Image point grounding data:
--------------------

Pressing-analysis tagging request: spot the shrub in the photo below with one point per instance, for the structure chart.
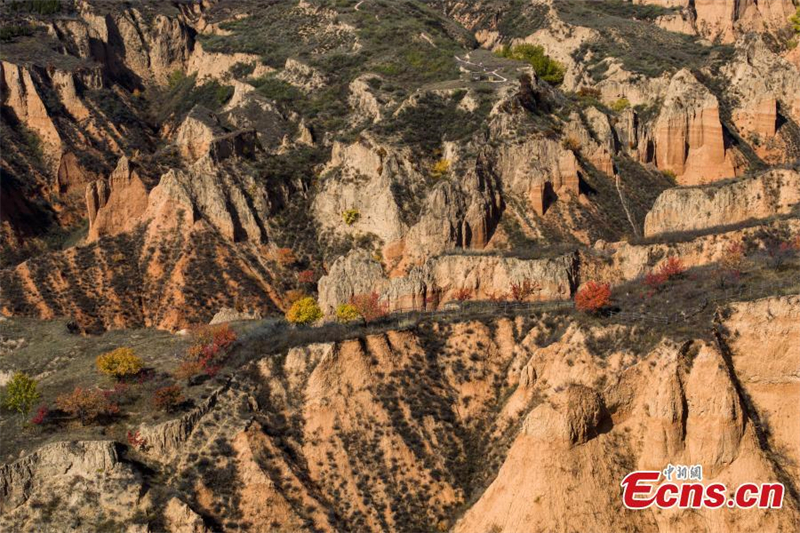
(571, 143)
(440, 169)
(347, 313)
(168, 398)
(86, 404)
(351, 216)
(462, 294)
(545, 67)
(620, 105)
(734, 257)
(654, 280)
(211, 347)
(8, 33)
(41, 415)
(669, 174)
(522, 291)
(672, 268)
(589, 92)
(136, 440)
(306, 276)
(285, 256)
(369, 306)
(119, 363)
(593, 297)
(304, 311)
(21, 393)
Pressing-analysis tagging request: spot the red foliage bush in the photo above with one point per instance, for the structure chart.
(168, 398)
(369, 306)
(593, 297)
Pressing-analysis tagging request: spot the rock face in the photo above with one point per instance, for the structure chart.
(725, 20)
(202, 134)
(618, 262)
(775, 192)
(688, 133)
(763, 336)
(766, 88)
(114, 206)
(20, 94)
(446, 278)
(562, 419)
(57, 475)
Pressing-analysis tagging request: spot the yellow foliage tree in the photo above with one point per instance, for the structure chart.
(119, 363)
(351, 216)
(347, 313)
(304, 311)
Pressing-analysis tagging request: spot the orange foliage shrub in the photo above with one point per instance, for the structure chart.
(522, 291)
(593, 297)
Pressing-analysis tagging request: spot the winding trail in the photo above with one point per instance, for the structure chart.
(485, 70)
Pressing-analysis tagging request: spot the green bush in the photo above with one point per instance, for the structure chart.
(21, 393)
(41, 7)
(183, 93)
(8, 33)
(347, 313)
(620, 105)
(304, 311)
(546, 67)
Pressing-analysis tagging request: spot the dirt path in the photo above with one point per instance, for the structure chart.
(485, 70)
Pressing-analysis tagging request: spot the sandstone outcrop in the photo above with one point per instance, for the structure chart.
(201, 134)
(446, 278)
(20, 94)
(775, 192)
(63, 475)
(114, 206)
(622, 261)
(688, 134)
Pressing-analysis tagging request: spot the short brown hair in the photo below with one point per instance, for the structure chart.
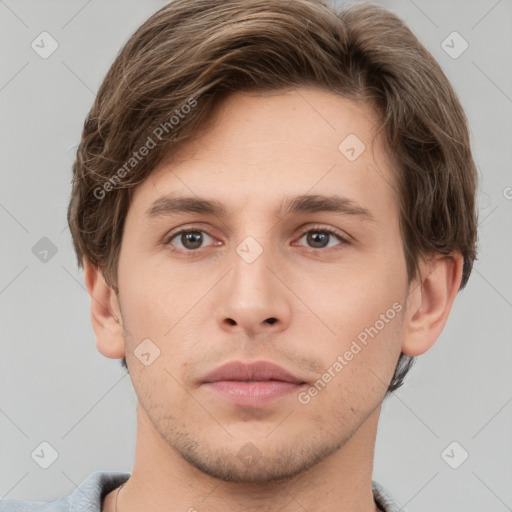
(193, 52)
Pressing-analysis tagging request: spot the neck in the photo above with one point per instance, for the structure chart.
(162, 481)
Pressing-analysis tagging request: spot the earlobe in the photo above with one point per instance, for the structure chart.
(430, 301)
(105, 313)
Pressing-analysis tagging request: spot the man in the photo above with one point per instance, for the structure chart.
(274, 206)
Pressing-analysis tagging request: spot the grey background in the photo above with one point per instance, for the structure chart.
(56, 387)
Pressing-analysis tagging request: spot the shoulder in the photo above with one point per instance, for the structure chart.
(87, 497)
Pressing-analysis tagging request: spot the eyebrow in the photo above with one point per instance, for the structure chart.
(307, 203)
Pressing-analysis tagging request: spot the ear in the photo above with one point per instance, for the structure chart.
(105, 313)
(429, 302)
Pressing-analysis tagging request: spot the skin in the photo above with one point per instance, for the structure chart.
(205, 308)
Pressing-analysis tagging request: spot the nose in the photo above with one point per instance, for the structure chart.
(254, 299)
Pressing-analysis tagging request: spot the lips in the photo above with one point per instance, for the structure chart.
(251, 385)
(258, 371)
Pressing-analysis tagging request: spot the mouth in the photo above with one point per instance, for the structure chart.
(252, 384)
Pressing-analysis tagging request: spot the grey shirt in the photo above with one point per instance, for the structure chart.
(88, 497)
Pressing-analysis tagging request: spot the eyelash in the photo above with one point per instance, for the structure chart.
(316, 229)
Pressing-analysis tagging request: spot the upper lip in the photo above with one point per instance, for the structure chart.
(257, 371)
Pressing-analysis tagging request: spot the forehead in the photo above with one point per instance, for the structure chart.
(260, 147)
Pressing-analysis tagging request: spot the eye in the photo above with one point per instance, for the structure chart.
(190, 239)
(319, 238)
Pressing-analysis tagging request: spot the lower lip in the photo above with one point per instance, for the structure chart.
(252, 394)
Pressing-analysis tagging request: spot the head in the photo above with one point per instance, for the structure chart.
(248, 105)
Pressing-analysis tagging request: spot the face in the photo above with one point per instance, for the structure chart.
(275, 322)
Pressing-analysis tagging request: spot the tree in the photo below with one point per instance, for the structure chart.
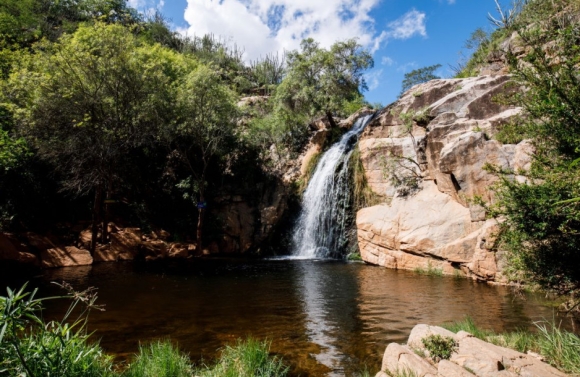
(87, 100)
(200, 135)
(419, 76)
(542, 220)
(319, 82)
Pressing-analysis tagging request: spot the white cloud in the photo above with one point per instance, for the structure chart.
(387, 61)
(407, 67)
(264, 26)
(409, 25)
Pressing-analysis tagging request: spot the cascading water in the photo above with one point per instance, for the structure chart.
(321, 228)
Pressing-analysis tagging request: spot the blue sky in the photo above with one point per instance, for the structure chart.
(402, 34)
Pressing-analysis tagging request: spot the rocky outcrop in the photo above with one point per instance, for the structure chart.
(469, 357)
(425, 155)
(11, 249)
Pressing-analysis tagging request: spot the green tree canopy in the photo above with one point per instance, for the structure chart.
(319, 81)
(542, 227)
(87, 100)
(419, 76)
(202, 132)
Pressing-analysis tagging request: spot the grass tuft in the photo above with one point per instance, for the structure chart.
(159, 359)
(559, 347)
(249, 358)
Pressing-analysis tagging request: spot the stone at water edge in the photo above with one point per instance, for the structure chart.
(68, 256)
(471, 357)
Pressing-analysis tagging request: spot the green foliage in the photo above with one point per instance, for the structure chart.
(439, 347)
(542, 219)
(559, 347)
(319, 81)
(419, 76)
(429, 271)
(206, 114)
(12, 148)
(245, 359)
(362, 195)
(90, 98)
(354, 257)
(159, 359)
(32, 348)
(268, 72)
(480, 46)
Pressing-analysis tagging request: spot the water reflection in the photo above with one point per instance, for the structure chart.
(324, 318)
(329, 301)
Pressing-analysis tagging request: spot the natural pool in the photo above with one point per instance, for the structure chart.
(324, 318)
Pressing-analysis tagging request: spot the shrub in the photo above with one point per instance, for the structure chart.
(559, 347)
(439, 347)
(30, 347)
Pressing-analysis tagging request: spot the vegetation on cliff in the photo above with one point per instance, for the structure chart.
(110, 115)
(541, 212)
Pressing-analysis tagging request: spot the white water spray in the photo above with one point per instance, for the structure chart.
(321, 228)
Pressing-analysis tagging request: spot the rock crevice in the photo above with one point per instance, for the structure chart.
(438, 223)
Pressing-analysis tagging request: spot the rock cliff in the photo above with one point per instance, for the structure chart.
(424, 156)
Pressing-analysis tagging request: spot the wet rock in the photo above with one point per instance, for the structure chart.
(13, 250)
(68, 256)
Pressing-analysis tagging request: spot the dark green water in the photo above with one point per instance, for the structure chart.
(323, 318)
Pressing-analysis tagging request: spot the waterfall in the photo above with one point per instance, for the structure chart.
(321, 228)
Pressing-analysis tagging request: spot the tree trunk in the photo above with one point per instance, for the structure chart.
(331, 120)
(199, 233)
(96, 217)
(105, 231)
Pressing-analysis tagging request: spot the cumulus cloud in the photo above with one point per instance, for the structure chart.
(146, 6)
(264, 26)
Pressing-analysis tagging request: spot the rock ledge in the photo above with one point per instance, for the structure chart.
(472, 357)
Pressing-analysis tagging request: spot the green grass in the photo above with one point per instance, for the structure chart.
(159, 359)
(559, 347)
(29, 347)
(249, 358)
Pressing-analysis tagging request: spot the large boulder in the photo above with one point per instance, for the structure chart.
(11, 249)
(470, 357)
(68, 256)
(447, 146)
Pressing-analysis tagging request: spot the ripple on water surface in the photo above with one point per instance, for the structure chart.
(324, 318)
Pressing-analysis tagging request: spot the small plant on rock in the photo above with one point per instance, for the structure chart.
(439, 347)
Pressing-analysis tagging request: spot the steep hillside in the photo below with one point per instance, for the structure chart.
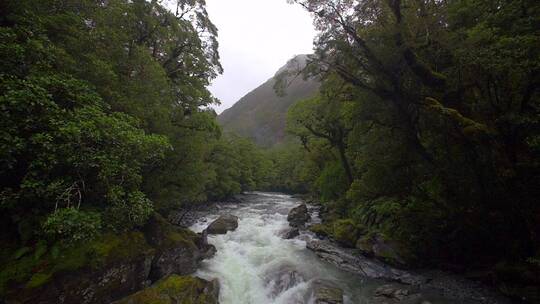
(260, 115)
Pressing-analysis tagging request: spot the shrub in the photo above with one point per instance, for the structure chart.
(71, 225)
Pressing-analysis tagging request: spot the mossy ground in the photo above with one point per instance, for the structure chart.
(344, 231)
(173, 289)
(30, 272)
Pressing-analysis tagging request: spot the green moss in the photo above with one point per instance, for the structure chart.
(173, 289)
(346, 232)
(161, 233)
(38, 279)
(365, 244)
(321, 230)
(31, 272)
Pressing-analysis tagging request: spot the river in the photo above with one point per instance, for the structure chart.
(254, 264)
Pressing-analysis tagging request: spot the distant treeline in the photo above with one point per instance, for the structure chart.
(427, 126)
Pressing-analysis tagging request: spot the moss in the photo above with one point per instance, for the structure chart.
(346, 232)
(321, 230)
(38, 279)
(365, 244)
(29, 272)
(173, 289)
(162, 234)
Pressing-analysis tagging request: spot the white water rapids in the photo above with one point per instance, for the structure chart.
(255, 265)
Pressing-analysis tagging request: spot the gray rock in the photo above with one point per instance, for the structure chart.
(177, 289)
(394, 293)
(350, 260)
(223, 224)
(326, 293)
(283, 279)
(298, 216)
(290, 233)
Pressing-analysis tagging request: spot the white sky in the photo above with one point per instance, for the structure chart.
(256, 38)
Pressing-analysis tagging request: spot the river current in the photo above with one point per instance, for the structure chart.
(255, 265)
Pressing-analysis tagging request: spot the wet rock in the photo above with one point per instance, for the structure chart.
(290, 233)
(393, 293)
(350, 260)
(177, 289)
(298, 216)
(179, 250)
(326, 293)
(321, 230)
(223, 224)
(207, 250)
(283, 279)
(389, 251)
(115, 273)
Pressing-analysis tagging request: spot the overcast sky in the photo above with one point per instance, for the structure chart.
(256, 38)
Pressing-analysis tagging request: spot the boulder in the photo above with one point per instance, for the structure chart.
(394, 293)
(346, 232)
(179, 250)
(326, 293)
(298, 216)
(110, 267)
(99, 271)
(386, 250)
(282, 279)
(290, 233)
(223, 224)
(177, 289)
(348, 259)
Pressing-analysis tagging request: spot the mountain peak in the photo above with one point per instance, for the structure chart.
(261, 114)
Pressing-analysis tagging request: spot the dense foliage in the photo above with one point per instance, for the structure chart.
(105, 119)
(428, 117)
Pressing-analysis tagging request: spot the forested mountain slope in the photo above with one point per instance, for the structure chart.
(260, 115)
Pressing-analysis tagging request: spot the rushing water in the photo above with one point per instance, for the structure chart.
(255, 265)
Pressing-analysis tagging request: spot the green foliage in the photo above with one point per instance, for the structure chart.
(434, 107)
(71, 225)
(174, 289)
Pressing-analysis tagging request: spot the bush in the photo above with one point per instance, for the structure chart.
(71, 225)
(128, 210)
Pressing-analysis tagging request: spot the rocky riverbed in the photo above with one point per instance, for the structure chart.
(264, 260)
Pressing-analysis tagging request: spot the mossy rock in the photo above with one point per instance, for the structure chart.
(162, 234)
(176, 289)
(518, 280)
(321, 230)
(365, 245)
(29, 273)
(346, 232)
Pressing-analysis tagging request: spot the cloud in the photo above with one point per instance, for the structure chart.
(256, 38)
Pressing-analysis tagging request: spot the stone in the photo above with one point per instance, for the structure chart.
(290, 233)
(179, 250)
(349, 260)
(177, 289)
(298, 216)
(283, 279)
(223, 224)
(394, 293)
(326, 293)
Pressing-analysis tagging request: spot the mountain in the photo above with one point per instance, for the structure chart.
(261, 114)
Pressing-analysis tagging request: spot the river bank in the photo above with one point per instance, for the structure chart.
(263, 220)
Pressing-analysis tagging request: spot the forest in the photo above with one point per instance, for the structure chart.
(425, 130)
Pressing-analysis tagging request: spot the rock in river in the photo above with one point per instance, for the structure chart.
(290, 233)
(223, 224)
(325, 293)
(394, 293)
(177, 289)
(298, 216)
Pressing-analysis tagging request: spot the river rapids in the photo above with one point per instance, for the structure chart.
(255, 265)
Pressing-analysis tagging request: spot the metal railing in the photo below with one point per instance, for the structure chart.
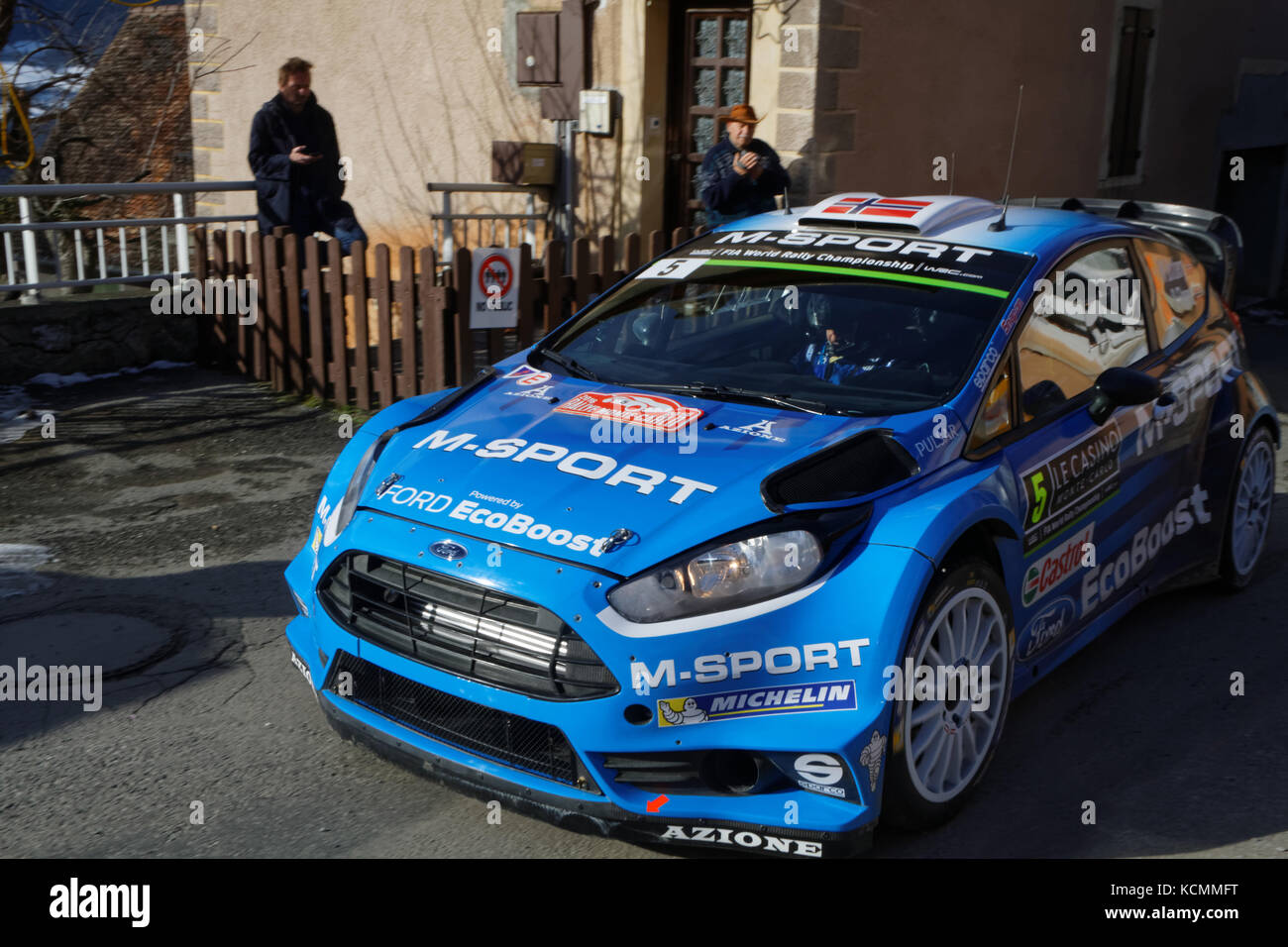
(27, 228)
(445, 221)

--------------------

Repeat word for word the lines starting at the one with "Pressing-analysis tagging request: spot the metal" and ending at the final line of the records above, both included; no pictures.

Pressing-analysis tagging request: spot the metal railing in the photo below with one point per instance, for the structure chart.
(27, 228)
(445, 221)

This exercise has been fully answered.